• [Listed entries]:
-=-=-=-=-

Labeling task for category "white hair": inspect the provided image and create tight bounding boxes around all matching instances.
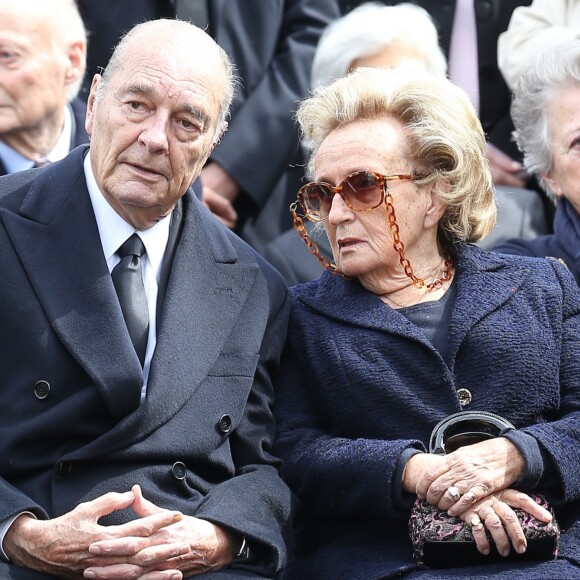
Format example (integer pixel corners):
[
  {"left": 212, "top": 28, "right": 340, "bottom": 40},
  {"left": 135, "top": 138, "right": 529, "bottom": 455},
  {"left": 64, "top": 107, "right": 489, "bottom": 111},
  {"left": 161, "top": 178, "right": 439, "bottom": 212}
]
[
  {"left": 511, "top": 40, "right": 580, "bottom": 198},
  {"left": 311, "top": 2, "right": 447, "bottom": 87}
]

-=-=-=-=-

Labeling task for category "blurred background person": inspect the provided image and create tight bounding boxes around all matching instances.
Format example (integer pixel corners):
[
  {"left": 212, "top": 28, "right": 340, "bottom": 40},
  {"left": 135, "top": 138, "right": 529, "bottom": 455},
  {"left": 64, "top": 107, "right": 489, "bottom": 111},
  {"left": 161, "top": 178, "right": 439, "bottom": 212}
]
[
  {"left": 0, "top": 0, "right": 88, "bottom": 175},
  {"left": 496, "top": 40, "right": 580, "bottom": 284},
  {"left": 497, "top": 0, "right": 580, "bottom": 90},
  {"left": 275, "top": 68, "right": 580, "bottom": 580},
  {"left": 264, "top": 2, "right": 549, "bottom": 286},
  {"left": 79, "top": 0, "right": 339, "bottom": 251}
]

-=-=-=-=-

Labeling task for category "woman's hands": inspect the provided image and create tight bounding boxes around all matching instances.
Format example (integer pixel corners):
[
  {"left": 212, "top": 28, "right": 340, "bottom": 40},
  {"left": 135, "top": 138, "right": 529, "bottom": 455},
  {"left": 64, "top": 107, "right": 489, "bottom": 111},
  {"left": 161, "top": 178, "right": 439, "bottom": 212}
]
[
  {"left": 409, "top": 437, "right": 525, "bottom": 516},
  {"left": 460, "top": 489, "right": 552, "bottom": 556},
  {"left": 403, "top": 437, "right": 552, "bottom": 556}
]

-=-=-=-=-

• [Work to complete]: Please show every line above that contains the word "image", copying each one in full.

• [Solution to this problem]:
Labeling task for category "white hair": inspect the provided image and create tight bounding boxes around all matching instances.
Labeling task for category "blurred background person": inspect the provided image and create tight bounding boxes around all matching instances.
Labeling task for category "woman's hands": inspect the provided image and create tight bounding boxes around all matching instances.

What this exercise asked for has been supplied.